# EXTRAIT À LIRE

* * * * *

Résister au fascisme : construire la souveraineté alimentaire à partir de l’unité des peuples

La souveraineté alimentaire, telle qu’initialement proposée par La Via Campesina, a la saveur des peuples semant l’autonomie, la solidarité ainsi que la justice sociale, politique, environnementale et de genre. Elle réunit et s’appuie sur des sensibilités différentes, et s’oppose au discours homogénéisant de l’agroindustrie en résistant à son avancée sur les territoires. Pour Amis de la Terre International, faire partie de ce projet revient à cheminer vers l’émancipation des peuples. Mais comment continuer à construire un projet de cette envergure dans le contexte de l’avancée effrénée du fascisme ? Il est en effet impératif de se débarrasser du fascisme pour changer le système.

Pour citer Umberto Eco, le fascisme est l’idéologie sociale, politique et culturelle raciste, xénophobe, misogyne, machiste, homo-lesbo-transphobe, irréfléchie, acritique, simpliste, antipacifiste, élitiste et aporophobe, antipolitique et antidémocratique, totalitaire, homogénéisante ainsi qu’une pratique sociale de ce qu’on appelle en Europe la « nécropolitique » : un système selon lequel une minorité au pouvoir décide qui doit mourir pour soutenir son projet.

La résistance aux fascismes est un impératif catégorique et une nécessité tactique urgente, qui requièrent l’unité organisée des peuples. Une unité dans l’action, qui reconnaisse la diversité des luttes et évite les fausses solutions, dans cette ère de la post-vérité.

La post-vérité est définie comme la « distorsion délibérée d’une réalité afin d’influer sur l’opinion publique et les attitudes sociales » dans le but d’en tirer un bénéfice. L’agroindustrie génère de nombreuses post-vérités afin d’asseoir son contrôle sur le système agroalimentaire mondial et ses bénéfices.

Il est irréfutable que le modèle de l’agroindustrie a lamentablement échoué, laissant derrière lui une série d’impacts sociaux, économiques, environnementaux et nutritionnels à l’échelle mondiale. Ce fait a été reconnu par le Directeur général de l’Organisation des Nations Unies pour l’alimentation et l’agriculture (FAO) , qui est considérée, selon les propres termes de ce dernier, comme la « cathédrale de la Révolution verte ».

Le mensonge, répété jusqu’à l’épuisement, selon lequel l’agroindustrie est nécessaire pour nourrir le monde, ne fonctionne plus. Si les tenants de l’agroindustrie reconnaissent désormais l’échec du modèle, comme l’a récemment fait le Forum économique mondial , ce n’est que pour avancer des « alternatives » renforçant leur pouvoir. Le rapport 2018 de la FAO sur l’État de la sécurité alimentaire et de la nutrition dans le monde en est un exemple ; bien qu’il reconnaisse le lien entre les crises climatique et alimentaire, « l’alternative » qu’il promeut est l’agriculture « intelligente face au climat » : une agriculture sans personnes dans les campagnes. Le document ne mentionne pas l’agroécologie , une alternative réelle construite depuis les territoires, par celles et ceux qui produisent la grande majorité des aliments que nous consommons .

* * * * *

# CONSIGNES
(1) Selon l'extrait sur la souveraineté alimentaire, quels types d'impacts le modèle de l'agroindustrie a-t-il laissés à l'échelle mondiale ? Citez-les tous.
(2) Résumez l'extrait sur la souveraineté alimentaire en deux phrases.

* * * * *

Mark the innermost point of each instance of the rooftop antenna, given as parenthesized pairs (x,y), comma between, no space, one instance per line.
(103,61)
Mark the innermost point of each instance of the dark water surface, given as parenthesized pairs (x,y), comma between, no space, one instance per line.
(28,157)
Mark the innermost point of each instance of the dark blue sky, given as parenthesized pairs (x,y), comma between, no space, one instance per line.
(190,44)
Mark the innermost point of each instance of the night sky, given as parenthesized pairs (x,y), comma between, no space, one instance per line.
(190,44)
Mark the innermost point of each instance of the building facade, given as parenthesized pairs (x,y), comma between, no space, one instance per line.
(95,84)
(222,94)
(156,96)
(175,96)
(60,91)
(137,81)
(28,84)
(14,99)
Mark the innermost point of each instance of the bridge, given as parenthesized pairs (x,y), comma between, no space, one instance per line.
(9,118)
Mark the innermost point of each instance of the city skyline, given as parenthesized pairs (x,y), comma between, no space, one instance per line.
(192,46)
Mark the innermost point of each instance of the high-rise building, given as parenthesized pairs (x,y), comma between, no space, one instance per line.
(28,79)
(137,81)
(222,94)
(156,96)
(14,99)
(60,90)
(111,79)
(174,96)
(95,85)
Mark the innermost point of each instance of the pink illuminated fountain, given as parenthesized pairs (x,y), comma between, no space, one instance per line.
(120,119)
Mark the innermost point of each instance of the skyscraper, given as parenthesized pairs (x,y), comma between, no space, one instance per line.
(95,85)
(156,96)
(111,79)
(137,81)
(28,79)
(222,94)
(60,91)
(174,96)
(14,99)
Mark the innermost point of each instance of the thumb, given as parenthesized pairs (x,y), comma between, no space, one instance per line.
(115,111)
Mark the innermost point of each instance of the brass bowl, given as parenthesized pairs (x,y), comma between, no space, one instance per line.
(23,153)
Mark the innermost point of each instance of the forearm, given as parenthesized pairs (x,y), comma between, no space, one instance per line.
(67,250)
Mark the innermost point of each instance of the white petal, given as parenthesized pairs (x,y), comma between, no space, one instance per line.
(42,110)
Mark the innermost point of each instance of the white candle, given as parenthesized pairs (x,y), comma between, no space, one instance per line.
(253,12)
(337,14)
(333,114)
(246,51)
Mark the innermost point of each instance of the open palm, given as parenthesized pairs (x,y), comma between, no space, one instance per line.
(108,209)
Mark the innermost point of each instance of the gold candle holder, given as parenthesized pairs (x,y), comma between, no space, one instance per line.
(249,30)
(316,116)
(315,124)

* * * * *

# RÉPONSES
(1) Sociaux, économiques, environnementaux et nutritionnels.

(2) La souveraineté alimentaire, proposée à l'origine par La Via Campesina, s'oppose à l'agroindustrie, et la poursuivre exige de résister au fascisme par l'unité organisée des peuples. L'agroindustrie, dont le modèle a échoué, produit des post-vérités et avance des « alternatives » qui renforcent son pouvoir, comme l'agriculture « intelligente face au climat » promue par le rapport 2018 de la FAO, qui ne mentionne pas l'agroécologie.